C’est ce qu’affirment Hadewych Kuiper, managing director, et Nikkie Pelzer (photo), impact manager chez Triodos Investment Management lors d’un entretien avec Investment Officer.

L’obligation s’inscrit dans le Plan d’action pour une finance durable (SFAP) de l’UE. Dans le cadre du règlement européen sur la publication d’informations en matière de durabilité dans le secteur des services financier (SFDR), les gestionnaires d’actifs doivent également indiquer de quelle catégorie relève leur fonds - pour les fonds durables, il s’agit de l’article 8 ou 9 de la SFDR

Un début, pas une fin

Hadewych Kuiper ne laisse place à aucun malentendu à ce sujet. « Chez Triodos Investment Management, nous embrassons la réglementation européenne. Nous sommes favorables à la réglementation et soutenons ses objectifs, à savoir la transparence pour l’investisseur et, surtout, davantage de capitaux pour les entreprises durables. » Elle souligne cependant qu’il existe certaines lacunes et que la taxonomie européenne est encore loin d’être complète. « On a commencé par définir une partie seulement de la composante verte et durable (deux des six objectifs, NDLR), alors que la taxonomie sociale n’est pas abordée bien qu’elle soit extrêmement importante pour le développement d’une société durable.

L’intention est cependant présente et une proposition de projet est même sur la table. Néanmoins, la composante sociale est beaucoup plus difficile à définir que la composante verte, et il n’est pas toujours facile de parvenir à un compromis en Europe. Nous pensons cependant qu’il est important que le secteur financier soit également encouragé à investir dans des projets ayant un impact social. »

| Actions à mener |
(1) Résume en deux phrases l'extrait sur Triodos et la réglementation européenne.
(2) Affiche chaque ligne des données qui contient le mot « shirt », en respectant les majuscules et les minuscules.
L'extrait et les lignes n'ont aucun lien entre eux.

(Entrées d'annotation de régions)
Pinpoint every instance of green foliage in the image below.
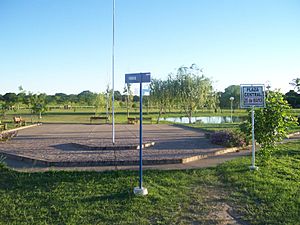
[210,130,249,147]
[241,91,297,158]
[30,94,47,118]
[150,64,218,123]
[220,85,240,109]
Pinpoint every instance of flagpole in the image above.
[112,0,115,145]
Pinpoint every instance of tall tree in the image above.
[30,94,47,119]
[220,85,240,109]
[150,79,167,123]
[290,78,300,92]
[176,64,214,123]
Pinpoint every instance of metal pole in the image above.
[250,106,258,170]
[230,100,232,123]
[112,0,115,145]
[140,78,143,189]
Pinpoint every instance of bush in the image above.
[210,130,249,147]
[0,131,18,141]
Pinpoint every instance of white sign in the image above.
[241,84,265,108]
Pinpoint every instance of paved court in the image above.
[0,124,244,166]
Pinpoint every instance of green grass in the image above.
[0,141,300,225]
[2,107,246,123]
[218,141,300,224]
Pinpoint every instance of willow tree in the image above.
[150,79,169,123]
[123,84,133,118]
[174,64,216,123]
[94,93,105,115]
[29,93,47,119]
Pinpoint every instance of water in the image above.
[160,116,246,124]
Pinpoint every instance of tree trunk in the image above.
[189,110,192,124]
[156,106,162,124]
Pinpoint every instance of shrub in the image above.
[0,131,18,141]
[240,91,297,159]
[210,130,249,147]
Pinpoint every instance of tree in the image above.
[30,94,47,119]
[290,78,300,92]
[78,91,97,106]
[285,90,300,108]
[242,91,297,157]
[220,85,240,108]
[123,84,133,118]
[174,64,214,123]
[150,79,167,123]
[114,91,122,101]
[94,93,105,115]
[3,93,18,109]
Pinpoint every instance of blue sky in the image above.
[0,0,300,94]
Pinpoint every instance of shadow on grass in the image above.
[80,191,133,204]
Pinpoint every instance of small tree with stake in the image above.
[241,91,297,159]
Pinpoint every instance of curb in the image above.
[0,148,246,167]
[1,123,42,134]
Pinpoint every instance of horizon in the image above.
[0,0,300,94]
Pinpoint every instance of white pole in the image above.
[112,0,115,145]
[250,106,258,170]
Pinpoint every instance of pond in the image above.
[159,116,247,123]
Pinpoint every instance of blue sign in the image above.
[125,73,151,84]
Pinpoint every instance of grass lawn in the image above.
[0,141,300,225]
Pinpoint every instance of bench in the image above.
[127,117,152,124]
[90,116,108,123]
[127,117,139,124]
[143,117,152,123]
[13,116,26,126]
[0,121,6,131]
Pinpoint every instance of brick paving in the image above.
[0,124,230,166]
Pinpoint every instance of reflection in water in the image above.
[160,116,246,123]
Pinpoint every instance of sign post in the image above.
[241,84,265,170]
[125,73,150,195]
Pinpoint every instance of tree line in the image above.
[0,64,300,120]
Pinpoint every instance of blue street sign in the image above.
[125,72,151,195]
[125,72,150,84]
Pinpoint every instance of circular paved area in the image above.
[0,124,239,166]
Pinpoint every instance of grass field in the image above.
[2,108,246,123]
[0,141,300,225]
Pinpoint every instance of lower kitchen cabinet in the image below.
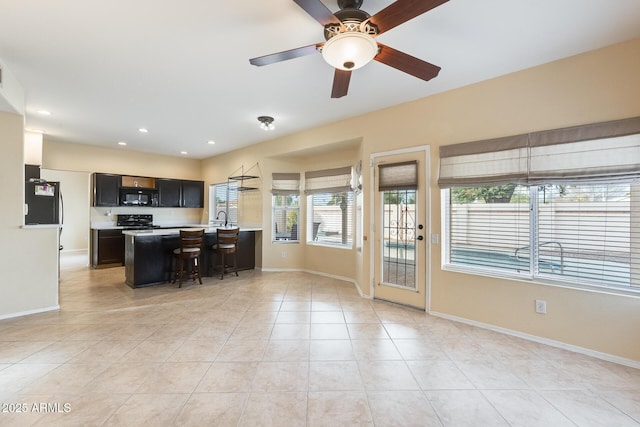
[91,229,124,268]
[125,231,256,288]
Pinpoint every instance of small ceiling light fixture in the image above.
[258,116,276,130]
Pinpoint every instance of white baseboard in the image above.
[0,305,60,320]
[60,248,89,255]
[261,268,364,299]
[429,311,640,369]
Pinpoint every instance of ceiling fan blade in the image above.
[293,0,340,25]
[331,68,351,98]
[249,43,323,67]
[373,43,440,81]
[371,0,449,35]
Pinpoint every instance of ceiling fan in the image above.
[249,0,449,98]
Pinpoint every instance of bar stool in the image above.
[172,229,204,288]
[213,227,240,280]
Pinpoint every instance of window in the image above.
[305,167,354,248]
[271,173,300,242]
[307,191,353,248]
[445,182,640,290]
[209,181,238,224]
[439,118,640,293]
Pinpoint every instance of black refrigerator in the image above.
[24,180,62,225]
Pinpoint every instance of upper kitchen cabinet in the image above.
[156,178,204,208]
[92,173,121,206]
[156,178,182,208]
[182,181,204,208]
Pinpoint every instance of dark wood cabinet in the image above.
[93,173,121,206]
[181,180,204,208]
[92,173,204,208]
[91,229,124,268]
[156,178,182,208]
[125,231,256,288]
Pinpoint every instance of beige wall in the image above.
[203,39,640,361]
[42,140,202,180]
[31,39,640,361]
[0,112,58,318]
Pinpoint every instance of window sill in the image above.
[307,242,353,251]
[441,264,640,298]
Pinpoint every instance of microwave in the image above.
[120,187,158,206]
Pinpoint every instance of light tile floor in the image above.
[0,254,640,427]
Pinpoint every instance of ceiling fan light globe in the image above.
[322,31,378,71]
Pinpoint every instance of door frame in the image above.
[369,145,431,313]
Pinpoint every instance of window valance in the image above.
[271,173,300,195]
[304,166,353,194]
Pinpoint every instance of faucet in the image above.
[216,211,227,227]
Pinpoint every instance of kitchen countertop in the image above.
[120,224,262,236]
[91,222,262,234]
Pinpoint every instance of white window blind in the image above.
[209,181,238,224]
[529,134,640,183]
[307,191,353,247]
[271,173,300,242]
[440,117,640,291]
[447,185,531,273]
[378,160,418,191]
[438,117,640,188]
[438,135,528,188]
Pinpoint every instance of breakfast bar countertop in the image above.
[122,224,262,236]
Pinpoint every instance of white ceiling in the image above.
[0,0,640,158]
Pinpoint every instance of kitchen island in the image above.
[122,226,261,288]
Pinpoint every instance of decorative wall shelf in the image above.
[227,163,261,191]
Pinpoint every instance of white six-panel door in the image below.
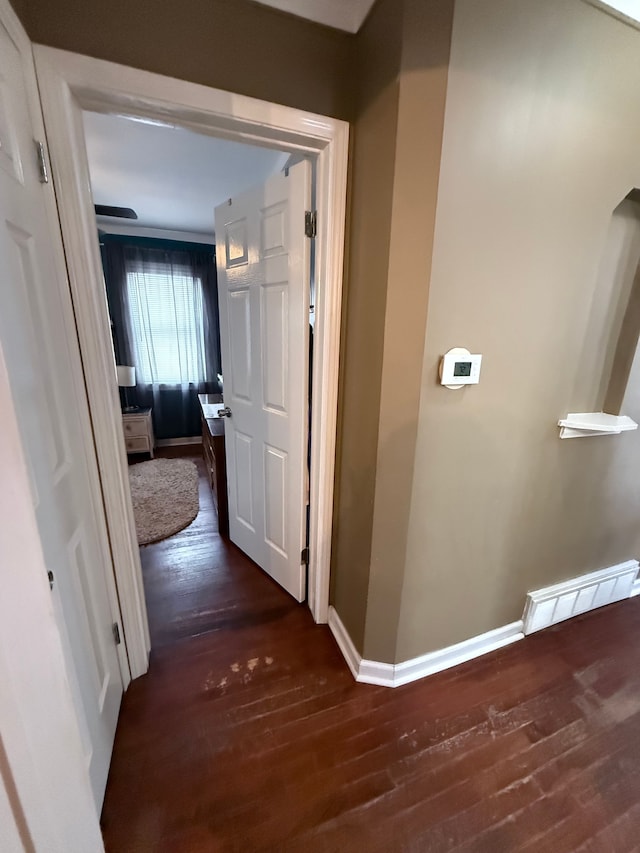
[215,161,311,601]
[0,15,123,809]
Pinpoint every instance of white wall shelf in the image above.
[558,412,638,438]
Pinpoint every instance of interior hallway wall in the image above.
[396,0,640,660]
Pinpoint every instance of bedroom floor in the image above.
[102,450,640,853]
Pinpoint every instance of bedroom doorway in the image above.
[82,111,314,646]
[35,47,348,677]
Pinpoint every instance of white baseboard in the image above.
[156,435,202,447]
[522,560,640,634]
[329,607,524,687]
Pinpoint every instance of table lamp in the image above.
[116,364,138,412]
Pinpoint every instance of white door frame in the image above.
[34,45,349,678]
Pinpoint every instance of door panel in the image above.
[216,162,311,601]
[0,16,123,808]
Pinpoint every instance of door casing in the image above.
[34,45,349,678]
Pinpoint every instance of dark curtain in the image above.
[100,234,221,439]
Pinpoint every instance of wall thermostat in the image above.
[440,347,482,391]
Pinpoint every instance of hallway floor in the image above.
[102,456,640,853]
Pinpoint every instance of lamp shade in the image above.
[116,364,136,388]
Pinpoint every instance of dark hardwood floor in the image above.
[102,450,640,853]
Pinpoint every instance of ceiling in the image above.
[83,112,289,234]
[252,0,374,33]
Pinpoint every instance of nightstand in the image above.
[122,408,154,459]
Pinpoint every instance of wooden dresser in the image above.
[122,408,155,459]
[198,394,229,536]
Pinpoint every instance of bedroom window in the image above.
[127,262,207,385]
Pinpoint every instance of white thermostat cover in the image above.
[440,347,482,391]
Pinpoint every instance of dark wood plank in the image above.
[102,450,640,853]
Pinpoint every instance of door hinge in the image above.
[33,139,49,184]
[304,210,318,237]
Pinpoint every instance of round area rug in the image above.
[129,459,200,545]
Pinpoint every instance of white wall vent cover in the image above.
[522,560,640,634]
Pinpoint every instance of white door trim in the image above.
[34,45,349,678]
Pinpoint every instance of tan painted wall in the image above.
[363,0,453,662]
[396,0,640,660]
[331,0,402,649]
[332,0,453,660]
[17,0,352,119]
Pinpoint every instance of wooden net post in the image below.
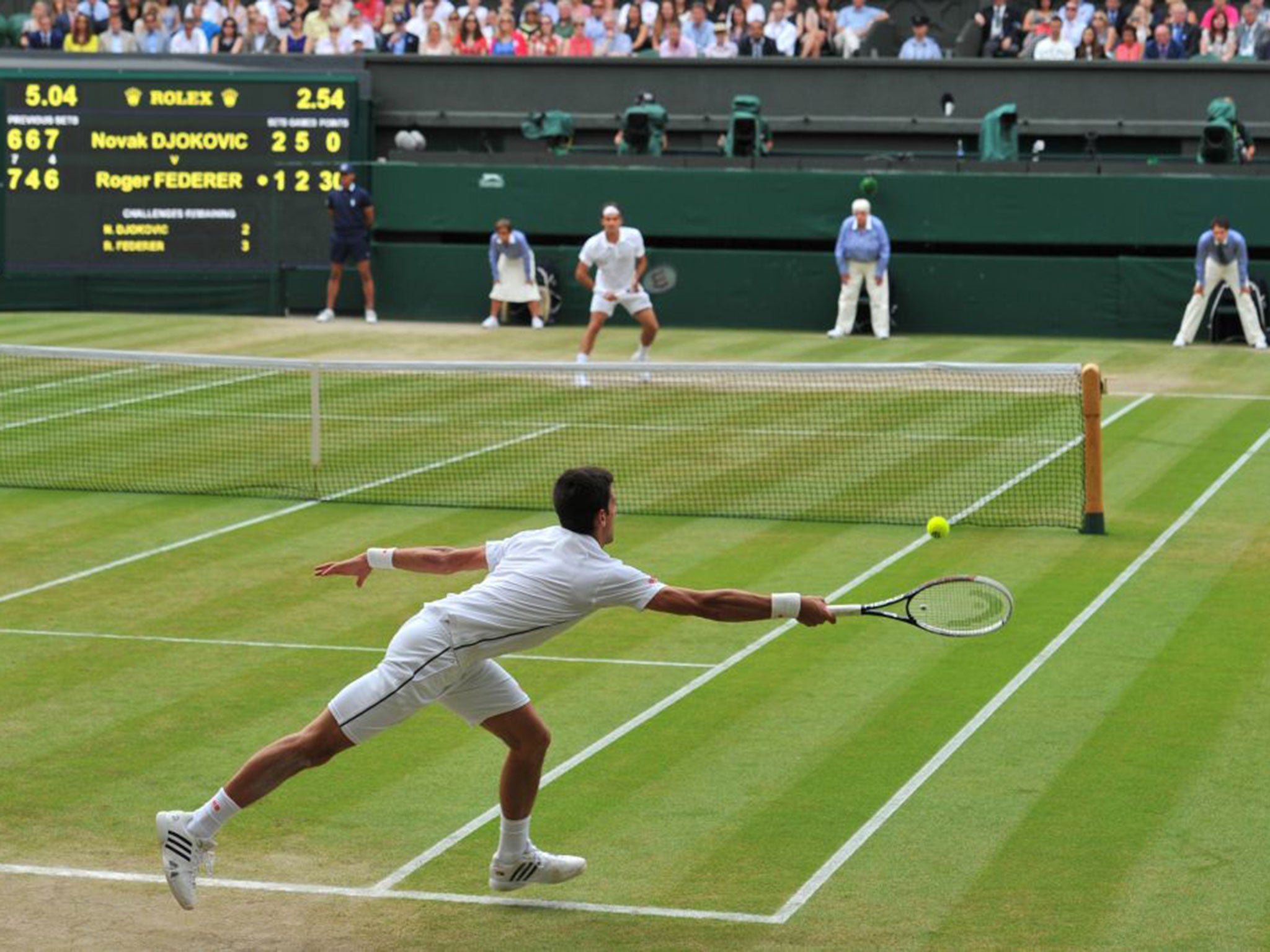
[1081,363,1106,536]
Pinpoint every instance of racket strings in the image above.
[908,579,1013,635]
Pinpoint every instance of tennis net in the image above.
[0,345,1087,528]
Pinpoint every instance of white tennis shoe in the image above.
[489,844,587,892]
[155,810,216,909]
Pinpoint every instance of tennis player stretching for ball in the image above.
[155,469,835,909]
[574,205,660,387]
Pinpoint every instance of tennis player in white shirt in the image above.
[155,467,835,909]
[574,205,660,386]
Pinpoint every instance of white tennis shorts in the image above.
[590,291,653,317]
[326,615,530,744]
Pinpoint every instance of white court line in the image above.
[0,364,154,399]
[375,395,1150,889]
[0,426,561,603]
[0,628,714,668]
[0,371,278,430]
[1116,390,1270,400]
[776,416,1270,923]
[0,863,777,925]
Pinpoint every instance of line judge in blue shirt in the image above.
[318,162,378,324]
[1173,218,1266,350]
[829,198,890,340]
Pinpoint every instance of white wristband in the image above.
[366,549,396,569]
[772,591,802,618]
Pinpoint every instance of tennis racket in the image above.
[640,264,680,294]
[829,575,1015,638]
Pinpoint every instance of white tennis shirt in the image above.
[578,226,644,292]
[419,526,665,661]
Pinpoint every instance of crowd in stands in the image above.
[974,0,1270,62]
[20,0,1270,62]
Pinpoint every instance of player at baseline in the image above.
[155,467,835,909]
[574,203,660,387]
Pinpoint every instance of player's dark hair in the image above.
[551,466,613,536]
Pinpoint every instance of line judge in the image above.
[1173,217,1266,350]
[829,198,890,340]
[318,162,378,324]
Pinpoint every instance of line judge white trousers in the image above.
[837,262,890,338]
[1173,258,1265,346]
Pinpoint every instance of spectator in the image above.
[530,17,564,49]
[1115,17,1145,51]
[20,7,64,50]
[242,10,278,48]
[829,198,890,340]
[282,12,314,53]
[1024,0,1058,33]
[480,218,542,330]
[1173,218,1266,350]
[1076,24,1108,52]
[623,4,653,53]
[1235,4,1270,53]
[1199,0,1240,29]
[561,10,596,48]
[838,0,890,47]
[1032,17,1076,52]
[763,0,797,56]
[899,12,943,60]
[77,0,110,31]
[455,12,489,49]
[594,12,631,48]
[703,12,737,49]
[520,2,542,37]
[100,11,138,44]
[1163,0,1199,51]
[132,4,169,46]
[683,0,714,45]
[340,6,373,43]
[652,0,682,42]
[1060,0,1085,43]
[1199,10,1237,53]
[1142,23,1186,60]
[737,14,781,51]
[489,12,530,56]
[62,12,100,43]
[211,17,242,47]
[974,0,1023,58]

| Résultats obtenus |
(1) Chez Triodos Investment Management, Hadewych Kuiper dit soutenir la réglementation européenne sur la finance durable et ses objectifs : la transparence pour l'investisseur et davantage de capitaux pour les entreprises durables. Elle juge toutefois la taxonomie européenne encore incomplète, surtout parce que le volet social, plus difficile à définir que le volet vert, n'y est pas encore abordé, alors qu'elle le trouve très important.

(2)
Pinpoint every instance of tennis player in white shirt in the image above.
Pinpoint every instance of line judge in blue shirt in the image above.
Pinpoint every instance of white tennis shirt in the image above.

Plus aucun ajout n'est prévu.